::: Record excerpts

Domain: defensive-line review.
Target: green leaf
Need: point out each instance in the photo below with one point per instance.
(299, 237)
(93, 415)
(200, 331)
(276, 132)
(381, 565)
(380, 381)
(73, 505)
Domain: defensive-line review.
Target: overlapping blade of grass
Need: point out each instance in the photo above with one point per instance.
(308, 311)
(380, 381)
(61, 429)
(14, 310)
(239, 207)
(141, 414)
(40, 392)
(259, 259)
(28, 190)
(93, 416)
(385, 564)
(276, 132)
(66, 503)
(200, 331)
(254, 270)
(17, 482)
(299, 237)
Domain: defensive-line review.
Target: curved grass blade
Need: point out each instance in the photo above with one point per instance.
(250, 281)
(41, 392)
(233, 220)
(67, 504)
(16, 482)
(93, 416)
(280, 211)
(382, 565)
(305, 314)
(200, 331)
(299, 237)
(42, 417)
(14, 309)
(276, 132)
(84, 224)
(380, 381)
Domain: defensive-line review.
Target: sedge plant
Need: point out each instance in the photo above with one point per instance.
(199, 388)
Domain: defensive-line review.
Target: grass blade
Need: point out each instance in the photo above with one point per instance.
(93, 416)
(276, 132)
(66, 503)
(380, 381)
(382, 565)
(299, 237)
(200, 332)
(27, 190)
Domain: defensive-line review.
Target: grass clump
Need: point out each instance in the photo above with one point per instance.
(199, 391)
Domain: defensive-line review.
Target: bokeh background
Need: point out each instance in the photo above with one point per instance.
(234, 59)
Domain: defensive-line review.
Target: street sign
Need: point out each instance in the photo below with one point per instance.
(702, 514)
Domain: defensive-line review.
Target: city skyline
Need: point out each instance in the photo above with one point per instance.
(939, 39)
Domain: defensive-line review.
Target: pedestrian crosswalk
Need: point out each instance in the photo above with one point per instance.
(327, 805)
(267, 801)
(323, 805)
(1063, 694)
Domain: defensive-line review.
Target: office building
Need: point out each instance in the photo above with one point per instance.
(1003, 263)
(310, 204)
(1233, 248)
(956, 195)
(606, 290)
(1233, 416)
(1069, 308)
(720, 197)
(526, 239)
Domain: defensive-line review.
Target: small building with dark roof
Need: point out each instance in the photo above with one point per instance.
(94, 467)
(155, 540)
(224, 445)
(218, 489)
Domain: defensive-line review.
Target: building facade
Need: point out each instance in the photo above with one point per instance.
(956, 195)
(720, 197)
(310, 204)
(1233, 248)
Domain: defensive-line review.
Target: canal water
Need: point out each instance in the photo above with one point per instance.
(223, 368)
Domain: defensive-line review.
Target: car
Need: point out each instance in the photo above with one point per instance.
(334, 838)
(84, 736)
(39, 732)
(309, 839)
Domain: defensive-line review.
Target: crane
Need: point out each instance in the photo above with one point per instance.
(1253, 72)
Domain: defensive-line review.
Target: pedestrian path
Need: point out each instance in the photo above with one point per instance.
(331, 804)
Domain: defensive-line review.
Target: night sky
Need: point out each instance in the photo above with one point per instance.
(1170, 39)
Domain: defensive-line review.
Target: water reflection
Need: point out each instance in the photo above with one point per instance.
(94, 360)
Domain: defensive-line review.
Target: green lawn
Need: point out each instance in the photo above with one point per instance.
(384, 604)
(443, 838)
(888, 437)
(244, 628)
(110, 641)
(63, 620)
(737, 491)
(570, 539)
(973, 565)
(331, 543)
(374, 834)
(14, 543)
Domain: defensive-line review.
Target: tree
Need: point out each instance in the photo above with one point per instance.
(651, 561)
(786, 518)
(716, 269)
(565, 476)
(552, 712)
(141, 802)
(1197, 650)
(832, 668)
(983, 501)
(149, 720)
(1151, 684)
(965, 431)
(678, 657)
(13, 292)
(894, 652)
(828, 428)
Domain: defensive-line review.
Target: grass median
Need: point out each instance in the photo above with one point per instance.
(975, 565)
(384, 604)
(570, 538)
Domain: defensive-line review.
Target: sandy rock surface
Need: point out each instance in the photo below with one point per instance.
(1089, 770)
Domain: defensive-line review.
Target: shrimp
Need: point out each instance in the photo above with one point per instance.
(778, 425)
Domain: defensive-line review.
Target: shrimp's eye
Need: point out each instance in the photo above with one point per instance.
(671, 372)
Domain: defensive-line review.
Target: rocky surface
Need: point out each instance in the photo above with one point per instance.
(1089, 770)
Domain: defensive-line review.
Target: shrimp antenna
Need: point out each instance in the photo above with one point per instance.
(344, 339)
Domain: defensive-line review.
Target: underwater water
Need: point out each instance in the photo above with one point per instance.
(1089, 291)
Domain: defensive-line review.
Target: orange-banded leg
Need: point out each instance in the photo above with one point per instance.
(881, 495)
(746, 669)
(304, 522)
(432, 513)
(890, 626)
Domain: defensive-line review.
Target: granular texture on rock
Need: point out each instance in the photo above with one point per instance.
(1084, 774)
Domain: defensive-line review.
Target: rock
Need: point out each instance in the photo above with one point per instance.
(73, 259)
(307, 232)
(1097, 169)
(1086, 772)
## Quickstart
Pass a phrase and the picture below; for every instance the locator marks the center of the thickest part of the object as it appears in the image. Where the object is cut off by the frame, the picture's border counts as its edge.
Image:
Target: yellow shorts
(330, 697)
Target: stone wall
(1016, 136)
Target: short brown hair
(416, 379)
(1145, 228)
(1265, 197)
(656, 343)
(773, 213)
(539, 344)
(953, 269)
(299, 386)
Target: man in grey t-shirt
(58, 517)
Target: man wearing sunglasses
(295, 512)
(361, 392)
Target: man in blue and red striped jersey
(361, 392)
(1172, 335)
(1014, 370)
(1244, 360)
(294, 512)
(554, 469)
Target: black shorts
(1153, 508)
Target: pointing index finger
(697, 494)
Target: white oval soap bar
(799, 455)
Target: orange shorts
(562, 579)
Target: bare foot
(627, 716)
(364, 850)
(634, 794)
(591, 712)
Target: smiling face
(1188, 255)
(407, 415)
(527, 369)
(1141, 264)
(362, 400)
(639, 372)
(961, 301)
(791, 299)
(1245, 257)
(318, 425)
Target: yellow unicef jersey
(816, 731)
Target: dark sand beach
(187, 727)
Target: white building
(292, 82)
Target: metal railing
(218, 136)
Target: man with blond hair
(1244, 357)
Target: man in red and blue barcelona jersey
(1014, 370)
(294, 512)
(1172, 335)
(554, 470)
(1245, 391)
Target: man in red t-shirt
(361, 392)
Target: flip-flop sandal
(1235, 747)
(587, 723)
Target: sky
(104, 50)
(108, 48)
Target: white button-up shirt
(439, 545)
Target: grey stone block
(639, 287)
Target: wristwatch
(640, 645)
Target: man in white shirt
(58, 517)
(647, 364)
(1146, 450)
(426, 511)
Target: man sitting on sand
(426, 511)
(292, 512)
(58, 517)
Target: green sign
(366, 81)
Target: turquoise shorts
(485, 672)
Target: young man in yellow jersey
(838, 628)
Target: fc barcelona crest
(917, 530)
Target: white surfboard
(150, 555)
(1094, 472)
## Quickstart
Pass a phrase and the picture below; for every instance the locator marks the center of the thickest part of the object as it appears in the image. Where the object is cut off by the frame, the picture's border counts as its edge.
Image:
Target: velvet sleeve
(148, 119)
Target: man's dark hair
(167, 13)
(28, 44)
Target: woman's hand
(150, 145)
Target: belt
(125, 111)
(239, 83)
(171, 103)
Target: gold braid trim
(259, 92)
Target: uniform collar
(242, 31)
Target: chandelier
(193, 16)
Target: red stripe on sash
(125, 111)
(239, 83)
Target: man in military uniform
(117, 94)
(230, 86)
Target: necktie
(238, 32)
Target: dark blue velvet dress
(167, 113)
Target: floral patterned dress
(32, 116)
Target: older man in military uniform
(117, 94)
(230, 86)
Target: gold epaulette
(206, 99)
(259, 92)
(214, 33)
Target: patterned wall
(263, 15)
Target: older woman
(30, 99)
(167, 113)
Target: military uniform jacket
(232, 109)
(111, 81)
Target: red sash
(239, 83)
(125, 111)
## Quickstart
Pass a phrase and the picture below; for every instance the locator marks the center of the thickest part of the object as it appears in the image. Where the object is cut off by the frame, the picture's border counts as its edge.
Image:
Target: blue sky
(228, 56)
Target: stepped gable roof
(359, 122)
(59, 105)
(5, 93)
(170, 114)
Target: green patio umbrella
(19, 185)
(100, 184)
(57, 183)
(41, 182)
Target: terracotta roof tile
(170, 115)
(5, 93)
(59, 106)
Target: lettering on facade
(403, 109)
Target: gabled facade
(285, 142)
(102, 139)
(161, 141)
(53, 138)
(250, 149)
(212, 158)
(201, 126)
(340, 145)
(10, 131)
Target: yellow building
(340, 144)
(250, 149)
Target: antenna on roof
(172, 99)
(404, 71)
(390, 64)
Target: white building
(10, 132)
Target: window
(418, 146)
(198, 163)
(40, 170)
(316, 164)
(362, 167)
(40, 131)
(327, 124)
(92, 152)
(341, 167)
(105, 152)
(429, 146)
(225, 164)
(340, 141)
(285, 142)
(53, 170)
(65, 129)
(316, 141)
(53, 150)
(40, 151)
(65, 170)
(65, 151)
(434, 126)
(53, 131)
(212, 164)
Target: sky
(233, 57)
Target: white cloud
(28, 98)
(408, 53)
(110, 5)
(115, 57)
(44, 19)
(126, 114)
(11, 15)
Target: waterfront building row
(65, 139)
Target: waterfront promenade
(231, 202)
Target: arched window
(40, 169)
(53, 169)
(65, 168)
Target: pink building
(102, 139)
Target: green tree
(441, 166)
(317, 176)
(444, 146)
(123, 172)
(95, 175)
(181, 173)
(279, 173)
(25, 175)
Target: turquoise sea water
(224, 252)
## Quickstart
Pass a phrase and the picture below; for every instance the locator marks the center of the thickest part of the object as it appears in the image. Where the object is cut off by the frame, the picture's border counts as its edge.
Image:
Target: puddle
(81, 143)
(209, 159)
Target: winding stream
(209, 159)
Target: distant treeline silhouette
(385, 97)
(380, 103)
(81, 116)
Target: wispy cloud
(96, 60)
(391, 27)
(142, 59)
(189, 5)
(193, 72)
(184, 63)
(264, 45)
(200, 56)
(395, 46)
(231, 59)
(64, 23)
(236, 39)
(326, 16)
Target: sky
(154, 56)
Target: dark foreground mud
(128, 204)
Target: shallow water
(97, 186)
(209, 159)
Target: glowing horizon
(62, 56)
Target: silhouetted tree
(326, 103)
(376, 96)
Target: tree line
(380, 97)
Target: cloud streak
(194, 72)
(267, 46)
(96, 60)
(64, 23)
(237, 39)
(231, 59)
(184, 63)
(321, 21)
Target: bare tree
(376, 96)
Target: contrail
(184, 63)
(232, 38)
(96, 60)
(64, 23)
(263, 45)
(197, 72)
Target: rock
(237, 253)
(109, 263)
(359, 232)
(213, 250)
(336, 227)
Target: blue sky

::::::

» **Work required**
Output exactly the lines between the one containing "Target: winding stream" and the final line above, both inclusive.

» **Output of the exercise**
Target: winding stream
(209, 159)
Target: distant treeline silhouette
(385, 97)
(380, 103)
(81, 116)
Target: wispy cloud
(96, 60)
(391, 27)
(142, 59)
(189, 5)
(193, 72)
(184, 63)
(264, 45)
(200, 56)
(395, 46)
(231, 59)
(64, 23)
(236, 39)
(326, 16)
Target: sky
(154, 56)
Target: dark foreground mud
(128, 204)
Target: shallow water
(97, 186)
(209, 159)
Target: glowing horizon
(62, 56)
Target: silhouetted tree
(326, 103)
(376, 96)
Target: tree line
(380, 97)
Target: cloud streak
(194, 72)
(267, 46)
(96, 60)
(64, 23)
(237, 39)
(231, 59)
(184, 63)
(321, 21)
Target: bare tree
(376, 96)
Target: contrail
(184, 63)
(232, 38)
(96, 60)
(64, 23)
(263, 45)
(197, 72)
Target: rock
(237, 253)
(109, 263)
(359, 232)
(213, 250)
(336, 227)
Target: blue sky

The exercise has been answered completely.